[What is needed]: Copy the records below word for word, from the first line through the last.

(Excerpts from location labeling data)
----

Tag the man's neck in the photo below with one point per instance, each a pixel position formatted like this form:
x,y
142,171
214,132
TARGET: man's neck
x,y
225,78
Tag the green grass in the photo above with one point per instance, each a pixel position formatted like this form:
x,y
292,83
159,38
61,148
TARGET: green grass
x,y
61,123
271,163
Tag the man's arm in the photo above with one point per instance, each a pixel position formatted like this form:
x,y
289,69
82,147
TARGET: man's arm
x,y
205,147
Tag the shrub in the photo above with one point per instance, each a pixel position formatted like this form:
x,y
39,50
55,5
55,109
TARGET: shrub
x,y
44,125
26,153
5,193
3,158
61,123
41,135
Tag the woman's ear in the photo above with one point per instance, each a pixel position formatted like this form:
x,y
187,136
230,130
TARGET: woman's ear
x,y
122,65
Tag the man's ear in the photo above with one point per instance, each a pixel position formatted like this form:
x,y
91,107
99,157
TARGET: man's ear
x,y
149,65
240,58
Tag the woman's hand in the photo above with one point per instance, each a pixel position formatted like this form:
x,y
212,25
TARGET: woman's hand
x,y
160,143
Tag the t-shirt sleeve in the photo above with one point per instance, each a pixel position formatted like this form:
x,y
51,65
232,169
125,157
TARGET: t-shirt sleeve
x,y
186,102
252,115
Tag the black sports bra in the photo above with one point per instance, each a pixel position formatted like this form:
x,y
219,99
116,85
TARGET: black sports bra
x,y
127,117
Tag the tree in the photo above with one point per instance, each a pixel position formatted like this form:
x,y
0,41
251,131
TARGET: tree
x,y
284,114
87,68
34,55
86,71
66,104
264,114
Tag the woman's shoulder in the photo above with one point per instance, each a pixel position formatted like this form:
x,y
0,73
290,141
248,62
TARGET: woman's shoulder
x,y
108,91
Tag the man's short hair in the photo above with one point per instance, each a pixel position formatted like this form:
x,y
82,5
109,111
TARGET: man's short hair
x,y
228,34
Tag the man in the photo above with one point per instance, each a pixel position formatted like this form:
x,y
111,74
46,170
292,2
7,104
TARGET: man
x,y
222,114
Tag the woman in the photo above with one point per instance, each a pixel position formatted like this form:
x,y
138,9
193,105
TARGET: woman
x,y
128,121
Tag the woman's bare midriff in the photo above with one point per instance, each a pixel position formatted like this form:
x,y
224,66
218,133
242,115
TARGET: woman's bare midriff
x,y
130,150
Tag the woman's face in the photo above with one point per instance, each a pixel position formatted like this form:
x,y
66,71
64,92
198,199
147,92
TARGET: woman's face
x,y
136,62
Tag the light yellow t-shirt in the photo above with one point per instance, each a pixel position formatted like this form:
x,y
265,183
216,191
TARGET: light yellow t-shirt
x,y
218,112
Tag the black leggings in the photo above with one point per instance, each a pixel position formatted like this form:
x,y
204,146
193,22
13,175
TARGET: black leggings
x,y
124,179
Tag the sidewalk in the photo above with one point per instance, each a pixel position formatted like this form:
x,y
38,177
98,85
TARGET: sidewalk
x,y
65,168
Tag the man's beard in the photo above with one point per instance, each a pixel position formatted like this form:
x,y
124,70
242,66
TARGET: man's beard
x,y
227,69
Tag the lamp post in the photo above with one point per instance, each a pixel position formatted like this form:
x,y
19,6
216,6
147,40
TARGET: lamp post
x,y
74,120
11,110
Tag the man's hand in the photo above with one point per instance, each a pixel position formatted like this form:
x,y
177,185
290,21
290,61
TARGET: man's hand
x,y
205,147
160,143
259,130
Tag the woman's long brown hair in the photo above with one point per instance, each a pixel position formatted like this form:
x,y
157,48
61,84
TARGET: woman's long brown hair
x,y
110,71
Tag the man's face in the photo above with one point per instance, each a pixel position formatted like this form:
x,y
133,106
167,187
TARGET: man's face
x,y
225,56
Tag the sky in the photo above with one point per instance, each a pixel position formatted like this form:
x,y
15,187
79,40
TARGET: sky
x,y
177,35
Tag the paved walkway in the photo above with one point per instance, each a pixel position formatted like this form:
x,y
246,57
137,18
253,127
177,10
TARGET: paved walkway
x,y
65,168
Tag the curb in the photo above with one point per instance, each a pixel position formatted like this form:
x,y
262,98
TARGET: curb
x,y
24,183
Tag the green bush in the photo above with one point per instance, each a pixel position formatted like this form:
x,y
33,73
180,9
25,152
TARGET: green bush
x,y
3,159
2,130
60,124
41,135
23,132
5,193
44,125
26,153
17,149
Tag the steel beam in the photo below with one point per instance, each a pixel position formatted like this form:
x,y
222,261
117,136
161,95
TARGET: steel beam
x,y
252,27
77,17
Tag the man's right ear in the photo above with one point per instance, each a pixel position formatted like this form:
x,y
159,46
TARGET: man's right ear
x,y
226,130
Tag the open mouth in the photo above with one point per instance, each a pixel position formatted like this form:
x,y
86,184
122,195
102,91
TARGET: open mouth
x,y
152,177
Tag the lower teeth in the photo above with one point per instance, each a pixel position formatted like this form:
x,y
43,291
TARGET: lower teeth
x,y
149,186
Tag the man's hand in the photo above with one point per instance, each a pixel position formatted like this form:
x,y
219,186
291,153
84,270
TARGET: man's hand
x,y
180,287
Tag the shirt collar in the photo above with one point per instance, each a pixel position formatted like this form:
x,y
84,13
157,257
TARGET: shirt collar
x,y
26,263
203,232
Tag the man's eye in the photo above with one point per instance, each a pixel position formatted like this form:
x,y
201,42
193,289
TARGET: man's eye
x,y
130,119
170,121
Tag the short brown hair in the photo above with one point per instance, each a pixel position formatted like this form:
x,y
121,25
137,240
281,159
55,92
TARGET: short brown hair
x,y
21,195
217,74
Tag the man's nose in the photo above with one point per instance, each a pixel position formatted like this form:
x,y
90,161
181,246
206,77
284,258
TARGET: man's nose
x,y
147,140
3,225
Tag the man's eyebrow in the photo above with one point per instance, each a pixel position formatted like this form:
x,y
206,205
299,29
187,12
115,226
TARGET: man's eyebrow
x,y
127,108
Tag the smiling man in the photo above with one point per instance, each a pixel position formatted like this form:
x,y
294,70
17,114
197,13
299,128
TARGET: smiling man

----

[Worked answer]:
Tag the man's neck in the photo below with one point per instance, each a pixel position formatted like this form:
x,y
142,171
214,132
TARGET: man's neck
x,y
225,78
Tag the green grass in the photo above with one point per instance, each a pixel position formatted like this form:
x,y
292,83
159,38
61,148
TARGET: green grass
x,y
61,123
271,163
Tag the man's arm in the photo above with one point per instance, each a pixel position formatted like this form:
x,y
289,69
82,147
TARGET: man's arm
x,y
205,147
Tag the shrub in the photo above with one point per instance, each a pixel position formatted like this form:
x,y
39,50
55,5
55,109
TARGET: shrub
x,y
44,125
26,153
5,193
3,158
61,123
41,135
Tag the woman's ear in the photo above with one point per instance, each a pixel position formatted like this form:
x,y
187,136
230,130
TARGET: woman's ear
x,y
122,65
Tag the man's ear in the photo above with one point per instance, each a pixel position formatted like this form:
x,y
91,107
99,157
TARGET: man's ear
x,y
149,65
240,58
Tag the woman's hand in the photo above with one point per instance, each a pixel position formatted like this form:
x,y
212,25
TARGET: woman's hand
x,y
160,143
Tag the t-shirt sleeve in the photo above with one point per instance, each a pixel position formatted like this form:
x,y
51,65
232,169
125,157
TARGET: t-shirt sleeve
x,y
186,102
252,115
Tag the black sports bra in the photo above with one point per instance, each a pixel position formatted like this form:
x,y
219,99
116,85
TARGET: black sports bra
x,y
127,117
Tag the tree in the photo above with one point per instance, each a pixel position formatted like this form:
x,y
0,41
251,131
TARGET: tree
x,y
284,114
87,68
34,55
86,71
66,104
264,114
Tag the woman's shoulder in the photo above with one point per instance, each a pixel position formatted like this form:
x,y
0,73
290,141
248,62
TARGET: woman's shoulder
x,y
108,91
Tag the man's short hair in the photo above with one point per instance, each a pixel position formatted like this form:
x,y
82,5
109,111
TARGET: man's short hair
x,y
228,34
Tag the man in the photo above with one point per instance, each a pixel position formatted like this form:
x,y
111,74
46,170
292,2
7,104
TARGET: man
x,y
222,114
Tag the woman in the photo above with one point per instance, each a pixel position formatted like this form:
x,y
138,9
193,105
TARGET: woman
x,y
128,121
Tag the woman's bare midriff in the photo above with one point per instance, each a pixel position formatted like this form:
x,y
224,66
218,133
242,115
TARGET: woman's bare midriff
x,y
130,150
Tag the woman's face in the photo above with one point per instance, each a pixel position formatted like this form:
x,y
66,71
64,92
198,199
147,92
TARGET: woman's face
x,y
136,62
Tag the light yellow t-shirt in the photo above with one point per instance, each a pixel position formatted like this form:
x,y
265,183
216,191
TARGET: light yellow t-shirt
x,y
218,112
Tag the black leggings in the photo above with one point per instance, each a pixel position formatted like this form:
x,y
204,146
193,22
13,175
TARGET: black leggings
x,y
124,179
Tag the sidewalk in the photo above with one point per instance, each a pixel position formatted like this form:
x,y
38,177
98,85
TARGET: sidewalk
x,y
65,168
Tag the man's beard in the photo above with one point per instance, each a pixel position formatted like this form:
x,y
124,70
242,66
TARGET: man's beard
x,y
227,69
Tag the lamp post in the photo above with one point per instance, each a pixel position formatted like this form:
x,y
19,6
216,6
147,40
TARGET: lamp post
x,y
74,120
11,110
Tag the man's hand in the photo above with one point per instance, each a pixel position formatted like this form:
x,y
177,185
290,21
290,61
TARGET: man's hand
x,y
205,147
160,143
259,130
Tag the woman's long brown hair in the photo above with one point per instance, each a pixel position formatted like this form:
x,y
157,48
61,84
TARGET: woman's long brown hair
x,y
110,71
Tag the man's face in the photo above with one point per instance, each a pixel position formatted like this form:
x,y
133,106
167,187
TARGET: man's face
x,y
225,56
Tag the sky in the photo above with one point per instance, each a pixel position formatted like this form:
x,y
15,187
79,40
TARGET: sky
x,y
177,35
Tag the paved walkway in the photo above with one point per instance, each a pixel position formatted like this form:
x,y
246,57
137,18
253,127
177,10
TARGET: paved walkway
x,y
65,168
Tag the curb in the photo above with one point per instance, each a pixel position formatted like this form:
x,y
262,98
TARGET: curb
x,y
24,183
Tag the green bush in the photo above with one point per instance, each a pixel position formatted like this form:
x,y
33,73
180,9
25,152
TARGET: green bush
x,y
3,159
2,130
60,124
41,135
23,132
5,193
44,125
26,153
17,149
Tag the steel beam in the photo below with one point per instance, each a pixel position formatted like this form:
x,y
222,261
117,136
161,95
TARGET: steel beam
x,y
252,27
77,17
Tag the man's right ear in the photo above with one point per instance, each a pixel position formatted like this form:
x,y
159,46
TARGET: man's right ear
x,y
226,130
Tag the open mouth in the photo above with one point per instance, each a pixel position formatted like this form:
x,y
86,184
122,195
102,91
TARGET: open mouth
x,y
152,177
Tag the lower teeth in the photo above with one point per instance, each a pixel position formatted like this form:
x,y
43,291
TARGET: lower teeth
x,y
149,186
Tag the man's hand in the photo above with one point per instance, each a pixel position formatted like this form:
x,y
219,186
291,153
84,270
TARGET: man's hand
x,y
180,287
Tag the shirt collar in the photo above with one point per instance, each a pixel position formatted like this form:
x,y
84,13
157,257
TARGET: shirt collar
x,y
26,263
203,232
Tag the man's eye in the photo above with one point per instance, each a pixel position formatted like this form:
x,y
201,42
193,289
TARGET: man's eye
x,y
130,119
170,121
Tag the short brown hair in the photo above with one point per instance, each a pixel position formatted like this form:
x,y
121,25
137,240
281,159
55,92
TARGET: short brown hair
x,y
21,195
217,74
Tag the man's nose in the photo above with one point per instance, each a pixel position formatted like this form:
x,y
90,161
181,246
206,77
284,258
TARGET: man's nose
x,y
147,140
3,225
Tag the man's eyebrow in the photo above with one point per instance, each a pixel position formatted like this form:
x,y
206,205
299,29
187,12
115,226
TARGET: man's eyebrow
x,y
127,108
Tag the smiling man in the photo above with one point per instance, each a pixel position formatted like this form:
x,y
294,70
17,114
197,13
299,128
TARGET: smiling man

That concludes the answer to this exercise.